■ PROBLEM STATEMENT
Wherever "glass" occurs in the entries, copy the line that holds it.

■ EXTRACTED MATERIAL
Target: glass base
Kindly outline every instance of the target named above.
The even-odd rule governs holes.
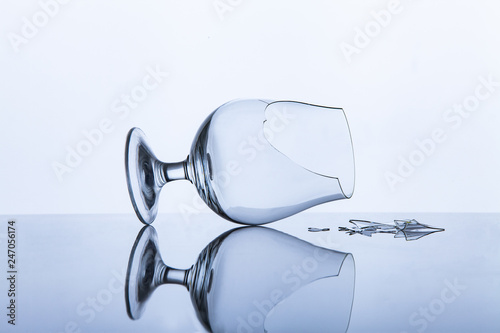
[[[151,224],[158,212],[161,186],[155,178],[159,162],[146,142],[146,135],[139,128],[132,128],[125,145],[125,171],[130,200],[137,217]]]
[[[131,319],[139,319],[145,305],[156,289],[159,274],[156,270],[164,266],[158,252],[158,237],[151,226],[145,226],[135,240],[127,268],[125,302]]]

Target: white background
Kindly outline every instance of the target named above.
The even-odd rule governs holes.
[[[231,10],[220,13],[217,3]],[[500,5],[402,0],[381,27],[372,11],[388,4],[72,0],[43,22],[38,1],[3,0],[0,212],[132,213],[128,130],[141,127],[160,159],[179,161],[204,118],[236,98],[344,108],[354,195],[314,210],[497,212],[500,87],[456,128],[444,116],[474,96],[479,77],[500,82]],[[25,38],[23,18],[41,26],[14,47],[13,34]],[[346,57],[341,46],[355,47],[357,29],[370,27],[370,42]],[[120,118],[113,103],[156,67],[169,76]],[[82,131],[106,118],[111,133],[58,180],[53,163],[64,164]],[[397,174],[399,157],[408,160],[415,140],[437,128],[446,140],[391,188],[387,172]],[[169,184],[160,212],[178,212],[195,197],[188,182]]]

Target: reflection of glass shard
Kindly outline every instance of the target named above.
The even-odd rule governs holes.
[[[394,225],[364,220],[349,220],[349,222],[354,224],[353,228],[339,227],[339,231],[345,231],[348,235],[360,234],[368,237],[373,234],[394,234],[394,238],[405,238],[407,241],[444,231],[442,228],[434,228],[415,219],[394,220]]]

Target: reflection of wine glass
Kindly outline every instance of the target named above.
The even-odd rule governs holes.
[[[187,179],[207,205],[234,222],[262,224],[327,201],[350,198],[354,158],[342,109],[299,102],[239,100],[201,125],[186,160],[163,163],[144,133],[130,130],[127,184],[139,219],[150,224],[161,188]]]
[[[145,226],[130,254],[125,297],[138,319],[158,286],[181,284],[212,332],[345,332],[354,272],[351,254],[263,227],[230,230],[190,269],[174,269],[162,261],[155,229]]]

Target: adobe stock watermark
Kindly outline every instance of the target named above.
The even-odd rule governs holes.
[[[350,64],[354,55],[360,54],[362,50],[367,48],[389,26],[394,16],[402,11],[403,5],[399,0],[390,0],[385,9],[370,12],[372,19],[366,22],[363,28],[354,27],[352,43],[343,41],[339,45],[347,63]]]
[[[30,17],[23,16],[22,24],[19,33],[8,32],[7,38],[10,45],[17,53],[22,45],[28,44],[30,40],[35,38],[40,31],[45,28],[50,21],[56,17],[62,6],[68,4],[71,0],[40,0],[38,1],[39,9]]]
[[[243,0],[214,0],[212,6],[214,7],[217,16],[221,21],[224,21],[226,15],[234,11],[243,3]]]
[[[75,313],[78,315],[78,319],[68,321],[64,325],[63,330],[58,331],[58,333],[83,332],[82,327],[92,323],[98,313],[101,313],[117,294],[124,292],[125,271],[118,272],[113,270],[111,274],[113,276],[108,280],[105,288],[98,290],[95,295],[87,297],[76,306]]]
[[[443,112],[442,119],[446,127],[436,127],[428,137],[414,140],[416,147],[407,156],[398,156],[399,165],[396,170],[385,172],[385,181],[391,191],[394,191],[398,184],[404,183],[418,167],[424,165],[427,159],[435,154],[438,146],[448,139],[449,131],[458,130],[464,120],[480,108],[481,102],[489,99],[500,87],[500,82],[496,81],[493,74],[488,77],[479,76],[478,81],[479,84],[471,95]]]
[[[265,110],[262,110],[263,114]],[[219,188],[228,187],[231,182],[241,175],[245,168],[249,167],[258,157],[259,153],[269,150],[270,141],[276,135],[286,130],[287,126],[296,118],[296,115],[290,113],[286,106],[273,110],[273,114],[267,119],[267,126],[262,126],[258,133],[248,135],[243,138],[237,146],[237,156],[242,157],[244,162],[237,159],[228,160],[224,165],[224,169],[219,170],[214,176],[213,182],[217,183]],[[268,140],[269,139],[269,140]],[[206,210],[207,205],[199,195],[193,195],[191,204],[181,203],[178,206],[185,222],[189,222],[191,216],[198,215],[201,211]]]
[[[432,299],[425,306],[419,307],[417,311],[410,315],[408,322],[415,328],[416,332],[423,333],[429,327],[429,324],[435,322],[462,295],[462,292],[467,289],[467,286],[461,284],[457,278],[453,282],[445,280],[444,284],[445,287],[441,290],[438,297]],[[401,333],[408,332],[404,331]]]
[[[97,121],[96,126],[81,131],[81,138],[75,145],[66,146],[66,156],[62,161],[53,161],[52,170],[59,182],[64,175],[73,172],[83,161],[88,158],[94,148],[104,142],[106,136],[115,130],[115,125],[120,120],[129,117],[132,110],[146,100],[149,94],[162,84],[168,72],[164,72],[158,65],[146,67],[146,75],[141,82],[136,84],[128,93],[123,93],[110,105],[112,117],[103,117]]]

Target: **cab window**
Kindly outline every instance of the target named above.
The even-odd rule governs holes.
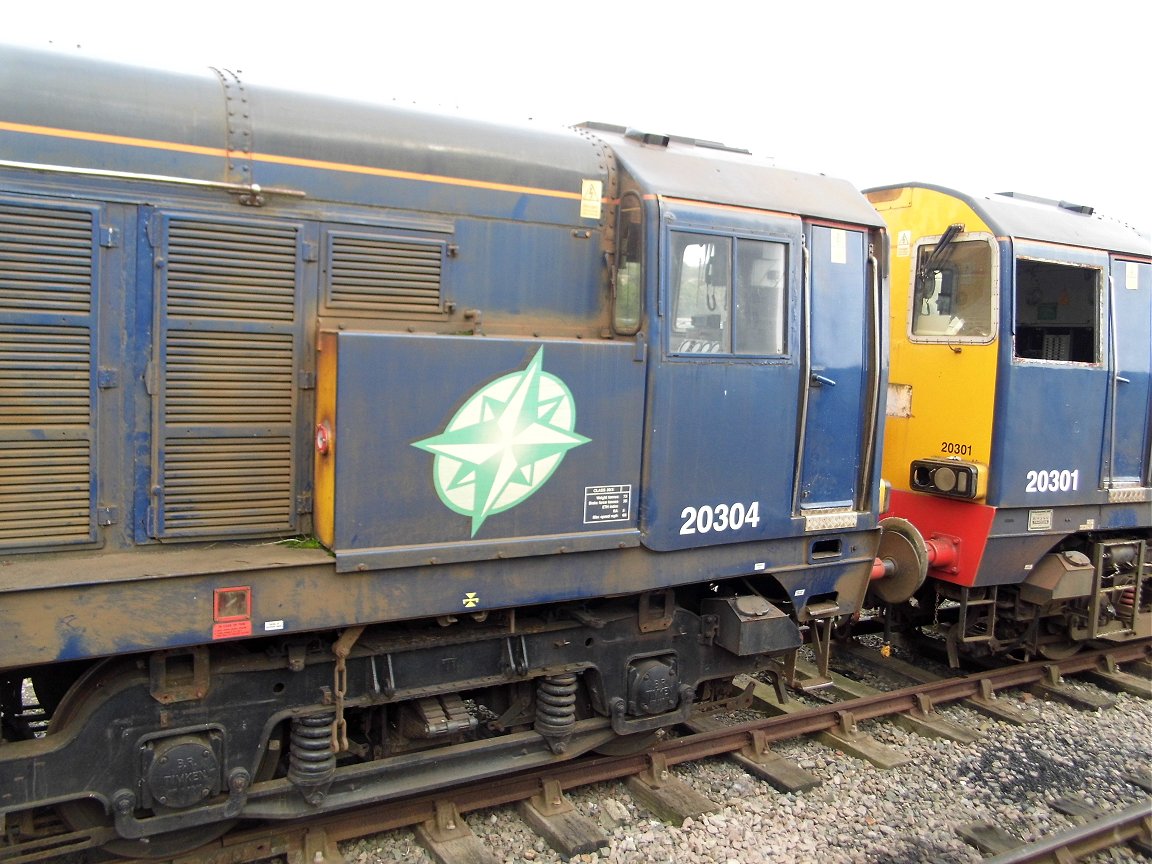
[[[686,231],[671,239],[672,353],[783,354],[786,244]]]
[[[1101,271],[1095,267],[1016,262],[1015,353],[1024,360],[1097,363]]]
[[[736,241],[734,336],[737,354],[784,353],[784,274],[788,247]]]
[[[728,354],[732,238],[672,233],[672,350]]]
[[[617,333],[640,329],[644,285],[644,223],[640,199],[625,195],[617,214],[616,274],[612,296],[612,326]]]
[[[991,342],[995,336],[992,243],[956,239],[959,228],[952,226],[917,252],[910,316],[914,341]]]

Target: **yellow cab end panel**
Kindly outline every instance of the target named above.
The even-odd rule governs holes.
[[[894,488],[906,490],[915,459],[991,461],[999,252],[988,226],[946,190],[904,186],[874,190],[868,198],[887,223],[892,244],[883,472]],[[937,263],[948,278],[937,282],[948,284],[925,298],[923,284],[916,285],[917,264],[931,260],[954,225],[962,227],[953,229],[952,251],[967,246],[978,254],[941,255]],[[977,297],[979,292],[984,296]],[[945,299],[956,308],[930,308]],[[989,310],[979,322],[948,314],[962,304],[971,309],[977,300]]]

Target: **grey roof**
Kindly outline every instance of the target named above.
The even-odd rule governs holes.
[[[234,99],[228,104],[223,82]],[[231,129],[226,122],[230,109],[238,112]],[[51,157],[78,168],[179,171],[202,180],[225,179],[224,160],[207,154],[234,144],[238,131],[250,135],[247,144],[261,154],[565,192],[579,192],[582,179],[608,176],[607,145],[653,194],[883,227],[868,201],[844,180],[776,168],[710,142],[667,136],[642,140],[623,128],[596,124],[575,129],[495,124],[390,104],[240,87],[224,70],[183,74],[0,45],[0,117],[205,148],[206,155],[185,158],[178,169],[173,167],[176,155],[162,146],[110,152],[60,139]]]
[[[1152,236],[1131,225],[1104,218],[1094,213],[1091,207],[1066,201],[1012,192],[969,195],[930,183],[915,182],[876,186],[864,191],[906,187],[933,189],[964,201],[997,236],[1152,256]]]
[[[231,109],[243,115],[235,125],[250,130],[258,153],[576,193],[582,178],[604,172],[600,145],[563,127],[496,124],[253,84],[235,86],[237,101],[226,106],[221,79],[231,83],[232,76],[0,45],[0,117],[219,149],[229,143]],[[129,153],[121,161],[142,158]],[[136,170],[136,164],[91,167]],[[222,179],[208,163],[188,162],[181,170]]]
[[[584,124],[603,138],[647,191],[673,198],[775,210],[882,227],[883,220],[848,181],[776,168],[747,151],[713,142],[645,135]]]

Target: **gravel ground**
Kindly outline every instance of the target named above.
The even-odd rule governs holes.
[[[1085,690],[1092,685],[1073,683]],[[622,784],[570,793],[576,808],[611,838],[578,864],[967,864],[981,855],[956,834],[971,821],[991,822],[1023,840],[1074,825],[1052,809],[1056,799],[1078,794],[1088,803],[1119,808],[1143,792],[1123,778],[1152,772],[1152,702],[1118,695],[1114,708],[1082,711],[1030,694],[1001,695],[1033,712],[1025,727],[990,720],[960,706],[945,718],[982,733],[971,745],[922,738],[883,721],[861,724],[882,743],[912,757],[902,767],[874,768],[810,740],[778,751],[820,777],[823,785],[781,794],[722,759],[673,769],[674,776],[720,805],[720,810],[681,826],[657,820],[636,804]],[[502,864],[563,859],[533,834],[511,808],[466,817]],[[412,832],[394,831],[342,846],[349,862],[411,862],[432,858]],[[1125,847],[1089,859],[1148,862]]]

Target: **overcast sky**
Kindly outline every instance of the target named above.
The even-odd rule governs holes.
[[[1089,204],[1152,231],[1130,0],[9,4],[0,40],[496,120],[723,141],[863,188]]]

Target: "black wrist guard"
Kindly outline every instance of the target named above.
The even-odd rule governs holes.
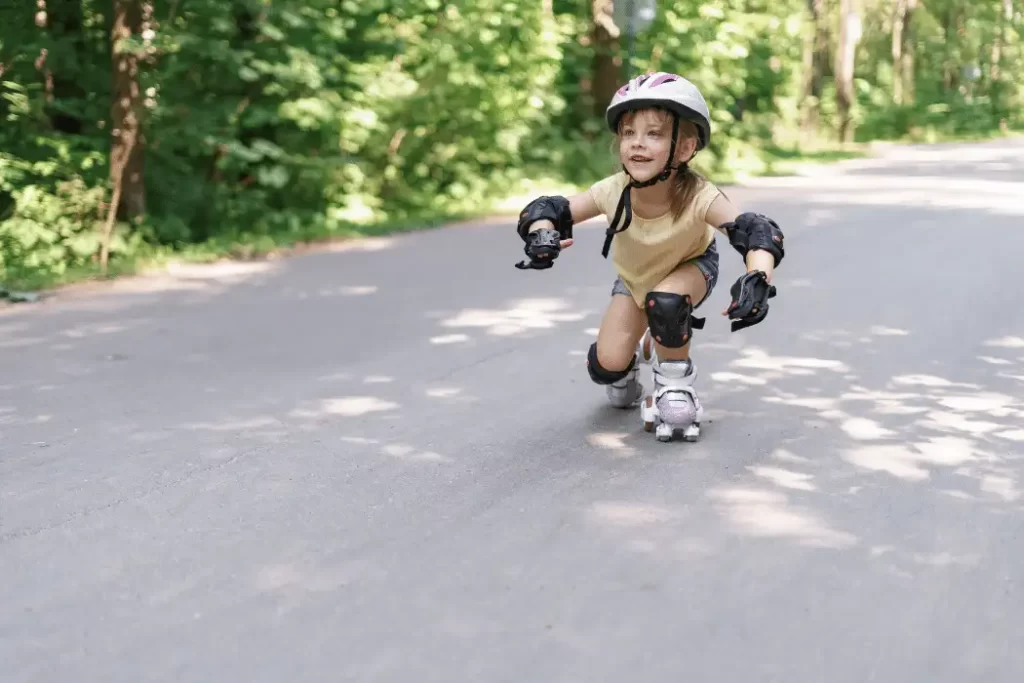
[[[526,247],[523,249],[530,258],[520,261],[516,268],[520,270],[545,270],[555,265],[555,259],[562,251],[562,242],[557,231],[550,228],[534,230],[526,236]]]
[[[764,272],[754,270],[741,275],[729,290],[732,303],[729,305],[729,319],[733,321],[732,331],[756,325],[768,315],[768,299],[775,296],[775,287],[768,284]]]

■ THE COMPLETED TASK
Target: glass base
Target: reflection of glass shard
Target: reflection of wine glass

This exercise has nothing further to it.